▶ **QUÉ PRODUCIR**:
¿Puedes retomar el texto sobre Bradbury y la lectura justo después de su última oración y seguir escribiéndolo?

▶ **TEXTO DEL EJERCICIO**:
El fuego no ha terminado con los libros. Tampoco los dirigentes del sistema, que tienen entre sus premisas prohibir la lectura porque tiene efectos nocivos sobre las personas, han conseguido convertir en cenizas este viejo hábito. Los lectores no tenemos que huir si vemos cerca al bombero Montag ni recluirnos en un bosque clandestino para memorizar las páginas que Granger nos indique salvar.

Este poético sueño narrativo de Bradbury, uno de los grandes maestros de la ciencia ficción contemporánea que convirtió a los amantes de la lectura en libros humanos y clandestinos enfrentados a las amenazas de un mundo uniformado, no se ha cumplido. Y eso que en sus novelas y relatos no se equivocó al introducir las televisiones de pantallas planas, los auriculares con micrófono telefónico, el muro digital y los circuitos cerradas de video vigilancia. Pero en el tema del libro, las amenazas son otras.

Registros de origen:
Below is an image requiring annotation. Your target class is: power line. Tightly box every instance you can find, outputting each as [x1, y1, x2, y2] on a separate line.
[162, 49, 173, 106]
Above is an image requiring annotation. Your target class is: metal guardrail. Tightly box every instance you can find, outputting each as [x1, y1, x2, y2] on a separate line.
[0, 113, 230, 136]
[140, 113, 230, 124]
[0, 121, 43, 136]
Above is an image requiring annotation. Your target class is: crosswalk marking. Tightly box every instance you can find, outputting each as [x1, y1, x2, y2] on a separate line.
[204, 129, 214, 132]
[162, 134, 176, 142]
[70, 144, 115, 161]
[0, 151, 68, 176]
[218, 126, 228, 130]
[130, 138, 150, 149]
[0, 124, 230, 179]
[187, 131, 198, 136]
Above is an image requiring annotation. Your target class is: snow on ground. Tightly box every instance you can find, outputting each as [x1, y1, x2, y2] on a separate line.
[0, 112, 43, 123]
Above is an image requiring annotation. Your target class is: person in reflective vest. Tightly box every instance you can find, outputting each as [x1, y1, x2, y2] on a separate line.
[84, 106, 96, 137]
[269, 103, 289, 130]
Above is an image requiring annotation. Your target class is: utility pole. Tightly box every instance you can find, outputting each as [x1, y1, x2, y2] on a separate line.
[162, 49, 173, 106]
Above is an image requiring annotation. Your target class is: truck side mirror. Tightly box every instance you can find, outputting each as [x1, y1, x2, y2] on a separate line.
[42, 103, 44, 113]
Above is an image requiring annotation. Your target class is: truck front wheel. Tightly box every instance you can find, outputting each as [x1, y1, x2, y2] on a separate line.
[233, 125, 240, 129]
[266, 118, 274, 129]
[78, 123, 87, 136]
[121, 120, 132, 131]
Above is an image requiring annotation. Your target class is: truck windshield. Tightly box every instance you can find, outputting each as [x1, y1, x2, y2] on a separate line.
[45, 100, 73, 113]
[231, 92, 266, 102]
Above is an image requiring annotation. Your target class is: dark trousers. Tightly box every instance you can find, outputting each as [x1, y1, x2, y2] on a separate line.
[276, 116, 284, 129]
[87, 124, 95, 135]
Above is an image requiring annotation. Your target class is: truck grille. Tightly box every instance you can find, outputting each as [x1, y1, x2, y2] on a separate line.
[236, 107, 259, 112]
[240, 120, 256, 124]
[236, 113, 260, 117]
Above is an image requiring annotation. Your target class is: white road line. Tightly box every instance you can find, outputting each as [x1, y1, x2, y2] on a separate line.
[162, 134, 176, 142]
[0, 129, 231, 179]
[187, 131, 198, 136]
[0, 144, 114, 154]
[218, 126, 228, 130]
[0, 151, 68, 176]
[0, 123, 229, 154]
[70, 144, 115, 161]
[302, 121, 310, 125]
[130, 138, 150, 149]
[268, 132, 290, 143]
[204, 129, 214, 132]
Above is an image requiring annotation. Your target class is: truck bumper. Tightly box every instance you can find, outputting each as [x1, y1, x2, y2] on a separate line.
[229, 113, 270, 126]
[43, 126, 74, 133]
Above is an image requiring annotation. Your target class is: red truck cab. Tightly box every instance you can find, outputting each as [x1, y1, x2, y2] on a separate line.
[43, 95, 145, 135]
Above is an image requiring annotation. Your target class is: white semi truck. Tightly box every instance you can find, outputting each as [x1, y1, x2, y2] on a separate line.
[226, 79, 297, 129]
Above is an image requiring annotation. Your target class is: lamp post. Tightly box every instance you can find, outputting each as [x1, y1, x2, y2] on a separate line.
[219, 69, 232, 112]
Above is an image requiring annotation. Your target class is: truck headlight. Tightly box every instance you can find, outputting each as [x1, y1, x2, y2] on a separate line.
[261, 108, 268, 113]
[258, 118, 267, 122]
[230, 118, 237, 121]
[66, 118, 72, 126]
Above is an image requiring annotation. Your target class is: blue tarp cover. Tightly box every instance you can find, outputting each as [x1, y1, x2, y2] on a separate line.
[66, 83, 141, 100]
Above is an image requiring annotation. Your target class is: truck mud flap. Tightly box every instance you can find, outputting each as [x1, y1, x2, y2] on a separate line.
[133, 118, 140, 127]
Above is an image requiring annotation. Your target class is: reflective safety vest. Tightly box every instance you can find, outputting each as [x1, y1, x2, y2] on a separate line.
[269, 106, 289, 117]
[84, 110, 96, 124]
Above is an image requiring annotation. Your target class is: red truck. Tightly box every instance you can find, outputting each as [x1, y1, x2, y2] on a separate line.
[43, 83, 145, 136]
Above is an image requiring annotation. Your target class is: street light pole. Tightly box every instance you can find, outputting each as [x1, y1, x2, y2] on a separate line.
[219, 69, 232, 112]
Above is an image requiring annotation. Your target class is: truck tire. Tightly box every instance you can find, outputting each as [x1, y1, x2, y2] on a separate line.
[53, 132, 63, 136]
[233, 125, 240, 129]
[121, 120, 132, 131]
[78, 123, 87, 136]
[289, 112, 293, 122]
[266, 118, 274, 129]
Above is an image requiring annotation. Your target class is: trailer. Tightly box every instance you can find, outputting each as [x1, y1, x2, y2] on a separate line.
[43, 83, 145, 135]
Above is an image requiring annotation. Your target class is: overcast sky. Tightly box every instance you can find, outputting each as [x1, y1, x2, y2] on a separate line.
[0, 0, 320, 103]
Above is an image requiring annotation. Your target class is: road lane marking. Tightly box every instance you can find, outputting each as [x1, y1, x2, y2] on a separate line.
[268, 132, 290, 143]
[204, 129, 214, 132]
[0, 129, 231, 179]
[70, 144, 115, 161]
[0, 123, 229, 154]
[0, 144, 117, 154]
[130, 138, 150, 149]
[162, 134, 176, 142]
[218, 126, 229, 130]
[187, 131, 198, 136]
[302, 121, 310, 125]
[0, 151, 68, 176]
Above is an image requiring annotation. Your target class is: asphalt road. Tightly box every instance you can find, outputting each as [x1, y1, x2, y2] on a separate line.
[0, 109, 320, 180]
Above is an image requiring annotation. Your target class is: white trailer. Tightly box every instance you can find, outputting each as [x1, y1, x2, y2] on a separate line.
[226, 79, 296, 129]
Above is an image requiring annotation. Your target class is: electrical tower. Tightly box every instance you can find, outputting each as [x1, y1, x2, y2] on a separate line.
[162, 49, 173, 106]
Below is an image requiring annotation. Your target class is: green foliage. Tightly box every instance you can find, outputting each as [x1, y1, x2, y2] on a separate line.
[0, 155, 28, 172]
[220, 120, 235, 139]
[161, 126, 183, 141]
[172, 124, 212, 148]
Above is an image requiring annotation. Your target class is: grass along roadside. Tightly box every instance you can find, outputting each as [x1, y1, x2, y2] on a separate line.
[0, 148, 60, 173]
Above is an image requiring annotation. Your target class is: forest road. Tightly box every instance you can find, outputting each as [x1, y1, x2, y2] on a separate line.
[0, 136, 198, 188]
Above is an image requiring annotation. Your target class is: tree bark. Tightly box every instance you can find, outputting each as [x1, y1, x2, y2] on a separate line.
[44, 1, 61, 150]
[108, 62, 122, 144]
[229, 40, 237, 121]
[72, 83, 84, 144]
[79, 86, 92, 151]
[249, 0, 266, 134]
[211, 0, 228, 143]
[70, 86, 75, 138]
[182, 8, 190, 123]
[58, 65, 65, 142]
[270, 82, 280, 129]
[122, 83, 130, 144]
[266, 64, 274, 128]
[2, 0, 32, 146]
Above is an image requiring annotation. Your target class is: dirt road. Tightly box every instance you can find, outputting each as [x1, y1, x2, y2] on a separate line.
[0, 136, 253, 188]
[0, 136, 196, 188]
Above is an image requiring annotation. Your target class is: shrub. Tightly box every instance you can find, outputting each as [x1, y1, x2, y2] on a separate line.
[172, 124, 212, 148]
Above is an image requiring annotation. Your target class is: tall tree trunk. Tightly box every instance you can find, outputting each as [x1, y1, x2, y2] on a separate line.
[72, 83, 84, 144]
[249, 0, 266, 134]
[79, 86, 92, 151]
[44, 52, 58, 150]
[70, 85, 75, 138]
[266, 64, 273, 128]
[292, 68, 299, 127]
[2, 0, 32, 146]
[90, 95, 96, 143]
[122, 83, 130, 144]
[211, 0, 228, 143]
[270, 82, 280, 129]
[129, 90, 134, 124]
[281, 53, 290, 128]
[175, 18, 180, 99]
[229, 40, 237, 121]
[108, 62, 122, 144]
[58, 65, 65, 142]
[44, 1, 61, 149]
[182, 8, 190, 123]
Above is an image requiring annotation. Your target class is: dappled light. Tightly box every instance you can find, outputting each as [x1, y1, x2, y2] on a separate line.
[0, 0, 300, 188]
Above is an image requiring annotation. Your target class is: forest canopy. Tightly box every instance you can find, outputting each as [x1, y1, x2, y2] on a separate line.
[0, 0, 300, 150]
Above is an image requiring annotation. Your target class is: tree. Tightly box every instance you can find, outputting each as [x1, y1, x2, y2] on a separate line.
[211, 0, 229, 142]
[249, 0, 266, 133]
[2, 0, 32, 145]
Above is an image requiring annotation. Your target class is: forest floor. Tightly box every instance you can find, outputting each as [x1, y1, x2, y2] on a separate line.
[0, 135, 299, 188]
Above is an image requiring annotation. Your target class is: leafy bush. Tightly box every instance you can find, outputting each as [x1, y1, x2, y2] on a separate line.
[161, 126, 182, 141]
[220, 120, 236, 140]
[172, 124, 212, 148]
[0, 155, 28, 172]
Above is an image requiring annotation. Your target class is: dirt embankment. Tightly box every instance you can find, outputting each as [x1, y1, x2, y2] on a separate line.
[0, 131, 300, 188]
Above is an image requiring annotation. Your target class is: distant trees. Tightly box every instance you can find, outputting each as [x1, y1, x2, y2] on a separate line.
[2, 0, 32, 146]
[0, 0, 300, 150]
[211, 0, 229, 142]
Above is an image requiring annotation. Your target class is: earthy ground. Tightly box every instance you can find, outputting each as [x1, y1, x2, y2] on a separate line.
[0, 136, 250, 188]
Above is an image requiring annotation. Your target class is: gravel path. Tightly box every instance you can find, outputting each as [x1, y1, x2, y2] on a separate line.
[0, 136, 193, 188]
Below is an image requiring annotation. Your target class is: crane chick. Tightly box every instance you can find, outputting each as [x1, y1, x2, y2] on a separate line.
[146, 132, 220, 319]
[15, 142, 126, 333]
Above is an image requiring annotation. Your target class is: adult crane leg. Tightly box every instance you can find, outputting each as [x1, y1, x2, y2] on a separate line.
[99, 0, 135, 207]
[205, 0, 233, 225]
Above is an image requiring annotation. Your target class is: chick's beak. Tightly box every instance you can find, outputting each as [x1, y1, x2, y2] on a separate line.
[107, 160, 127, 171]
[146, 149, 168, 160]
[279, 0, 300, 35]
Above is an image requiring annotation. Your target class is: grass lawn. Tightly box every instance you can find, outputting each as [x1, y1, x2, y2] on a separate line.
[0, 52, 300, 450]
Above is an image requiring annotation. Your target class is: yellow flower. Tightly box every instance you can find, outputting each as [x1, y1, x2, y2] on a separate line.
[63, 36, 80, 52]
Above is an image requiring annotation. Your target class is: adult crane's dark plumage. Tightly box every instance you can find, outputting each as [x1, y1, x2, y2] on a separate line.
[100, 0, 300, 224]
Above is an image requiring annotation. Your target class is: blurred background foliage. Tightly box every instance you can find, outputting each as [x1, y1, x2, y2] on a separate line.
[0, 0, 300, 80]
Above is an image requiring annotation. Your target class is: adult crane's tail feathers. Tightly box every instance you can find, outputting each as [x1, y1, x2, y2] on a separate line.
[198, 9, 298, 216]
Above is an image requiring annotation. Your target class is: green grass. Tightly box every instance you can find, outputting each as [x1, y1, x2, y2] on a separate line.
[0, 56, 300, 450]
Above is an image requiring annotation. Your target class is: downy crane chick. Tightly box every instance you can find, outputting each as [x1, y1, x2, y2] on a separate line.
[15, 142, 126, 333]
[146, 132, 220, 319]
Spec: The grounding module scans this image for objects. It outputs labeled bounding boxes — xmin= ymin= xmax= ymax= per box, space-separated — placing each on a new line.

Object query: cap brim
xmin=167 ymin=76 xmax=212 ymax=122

▶ **RESPUESTA ESCRITA**:
Una proviene de la revolución tecnológica que ha transformado el papel en un pantalla sin fondo. Al individuo contemporáneo le gusta la cantidad y llevar en un artefacto de escaso peso mil títulos comienza a parecerse al síndrome Diógenes. La mayoría de los defensores de los nuevos soportes dicen lo mismo: «Puedo llevar encima todos los libros que quiera». Otra cosa es que lean todos los títulos que almacenan. Estoy seguro de que la mayoría de estos nuevos lectores harán como los jóvenes con la música: descargar y cargar según los dictados de la moda o del mercado. Y he aquí otra amenaza mayor: el mercado. La palabra del siglo XXI. Un mercado que ha puesto de manifiesto en la Feria del Libro de Madrid la preferencia del español medio o de la mujer media, que al fin y al cabo es la que siempre ha leído todo. La magia, la vida, al hombre, el mundo, los libros. Resulta desolador contemplar las largas colas para adquirir las dedicatorias de Ana García Obregón y de Mariló Montero, autoras de una autobiografía rosa y de unas recetas de cocina. Las dos, rodeadas de televisiones y de unos lectores a los que miraban de reojo los escritores que se dedican a la literatura que va camino de convertirse en un subgénero. Los best sellers y las historias comerciales dominan el gusto de los lectores que quieren evadirse sin tener que pelearse con metáforas, con el lenguaje, con narraciones que hagan pensar. La Literatura, con mayúsculas y buena, se queda para las minorías.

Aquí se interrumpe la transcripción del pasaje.